▸ Work to do: Starting at the line that contains "Could you please mark the white clapboard" and continuing through the end of the items below, rewrite those lines with "american flag" swapped for "flag" and everything else left unchanged.

====== Listed records ======

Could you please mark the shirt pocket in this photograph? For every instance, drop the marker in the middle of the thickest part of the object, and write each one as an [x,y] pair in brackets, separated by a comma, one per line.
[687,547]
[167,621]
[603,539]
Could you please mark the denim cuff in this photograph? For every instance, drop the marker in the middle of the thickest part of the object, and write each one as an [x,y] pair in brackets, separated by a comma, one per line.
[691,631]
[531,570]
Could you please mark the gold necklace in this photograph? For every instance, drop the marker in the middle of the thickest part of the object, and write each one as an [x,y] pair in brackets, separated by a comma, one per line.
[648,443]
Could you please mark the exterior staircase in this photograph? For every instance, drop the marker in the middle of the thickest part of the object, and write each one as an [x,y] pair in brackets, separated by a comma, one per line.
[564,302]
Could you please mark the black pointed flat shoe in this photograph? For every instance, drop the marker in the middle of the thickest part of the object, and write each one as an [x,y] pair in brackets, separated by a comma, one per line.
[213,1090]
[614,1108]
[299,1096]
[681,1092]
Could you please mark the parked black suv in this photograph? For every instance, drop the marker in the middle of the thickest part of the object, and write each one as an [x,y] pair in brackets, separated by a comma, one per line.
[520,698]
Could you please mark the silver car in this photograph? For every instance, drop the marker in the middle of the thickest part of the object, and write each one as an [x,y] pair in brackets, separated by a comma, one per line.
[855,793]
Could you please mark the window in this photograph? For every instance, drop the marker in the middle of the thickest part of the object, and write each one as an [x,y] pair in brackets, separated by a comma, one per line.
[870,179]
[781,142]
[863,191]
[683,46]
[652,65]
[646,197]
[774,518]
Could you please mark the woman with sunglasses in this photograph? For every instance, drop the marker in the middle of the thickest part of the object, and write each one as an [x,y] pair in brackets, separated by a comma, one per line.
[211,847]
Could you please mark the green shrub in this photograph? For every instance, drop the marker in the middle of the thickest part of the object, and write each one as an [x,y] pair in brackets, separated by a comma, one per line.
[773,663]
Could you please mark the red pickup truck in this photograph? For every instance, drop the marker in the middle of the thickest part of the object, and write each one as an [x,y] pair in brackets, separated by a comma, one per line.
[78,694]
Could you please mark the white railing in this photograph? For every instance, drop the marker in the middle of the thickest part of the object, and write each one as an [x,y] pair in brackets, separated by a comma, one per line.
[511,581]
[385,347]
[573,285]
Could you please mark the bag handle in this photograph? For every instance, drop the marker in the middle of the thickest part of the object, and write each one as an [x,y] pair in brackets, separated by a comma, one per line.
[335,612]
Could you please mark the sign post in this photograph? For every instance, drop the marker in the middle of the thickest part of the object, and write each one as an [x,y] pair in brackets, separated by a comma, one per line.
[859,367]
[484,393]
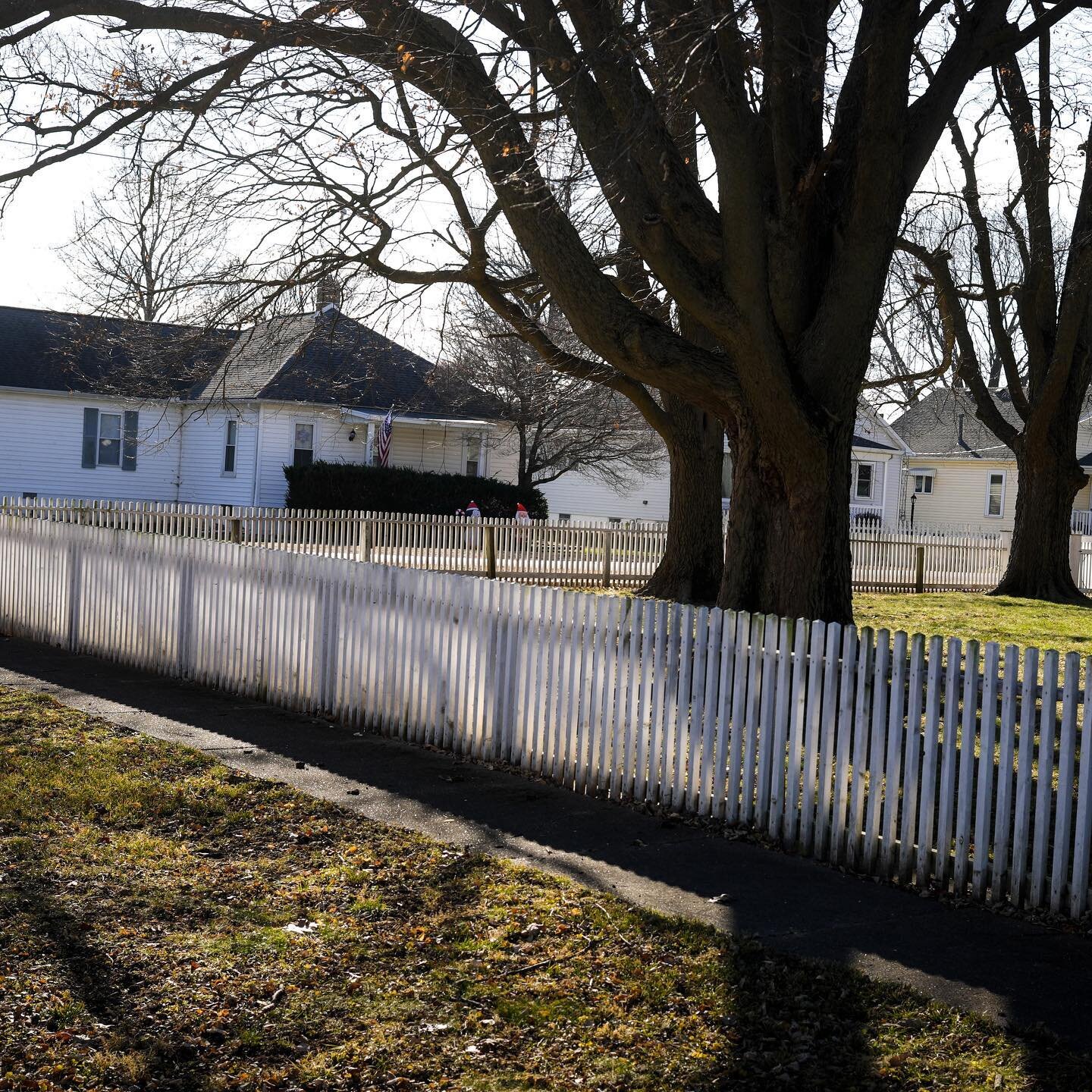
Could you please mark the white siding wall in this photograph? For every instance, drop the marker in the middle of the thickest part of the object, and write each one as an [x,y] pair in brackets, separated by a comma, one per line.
[647,497]
[421,447]
[959,493]
[42,441]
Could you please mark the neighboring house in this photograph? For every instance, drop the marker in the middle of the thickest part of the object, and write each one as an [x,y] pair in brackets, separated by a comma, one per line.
[96,407]
[878,454]
[960,473]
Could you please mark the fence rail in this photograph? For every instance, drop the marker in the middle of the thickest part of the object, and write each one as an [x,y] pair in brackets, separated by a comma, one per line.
[573,554]
[948,764]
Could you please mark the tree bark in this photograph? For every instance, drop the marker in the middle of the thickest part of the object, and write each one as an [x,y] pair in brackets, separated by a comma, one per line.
[692,563]
[787,543]
[1050,479]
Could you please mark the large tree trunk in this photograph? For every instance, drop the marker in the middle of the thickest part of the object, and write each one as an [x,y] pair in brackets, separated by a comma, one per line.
[690,568]
[787,544]
[1049,479]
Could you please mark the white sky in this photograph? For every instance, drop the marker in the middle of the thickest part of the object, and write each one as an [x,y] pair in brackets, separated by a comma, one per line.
[39,218]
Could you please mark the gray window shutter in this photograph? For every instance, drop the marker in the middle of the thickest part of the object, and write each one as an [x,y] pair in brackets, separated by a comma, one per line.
[129,441]
[89,438]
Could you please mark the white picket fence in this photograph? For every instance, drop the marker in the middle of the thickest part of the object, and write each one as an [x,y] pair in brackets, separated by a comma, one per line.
[573,554]
[924,760]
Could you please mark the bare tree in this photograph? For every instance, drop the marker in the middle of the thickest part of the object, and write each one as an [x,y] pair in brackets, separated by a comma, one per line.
[1015,306]
[151,248]
[758,240]
[561,425]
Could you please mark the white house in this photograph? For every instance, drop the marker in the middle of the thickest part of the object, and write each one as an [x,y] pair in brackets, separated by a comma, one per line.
[96,407]
[878,454]
[961,473]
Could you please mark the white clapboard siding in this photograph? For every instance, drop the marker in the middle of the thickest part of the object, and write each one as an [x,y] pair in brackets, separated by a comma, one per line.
[570,554]
[951,767]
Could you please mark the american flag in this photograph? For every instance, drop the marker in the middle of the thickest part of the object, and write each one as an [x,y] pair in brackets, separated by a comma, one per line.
[384,437]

======

▸ Completed exercise:
Could you please mark the white clapboard siding in this photograph? For every instance, drop the marker in the middle of the thickest part of the object, and write each one as an [x,y] pair in brackets, separated by a comma, one per line.
[570,554]
[951,767]
Could you please mark the flag in this photograph? For every instance, drop the marker in the middle of the thickest part of the object, and write each one as an [x,y] pair in brackets, separated by a comma, one per line.
[384,437]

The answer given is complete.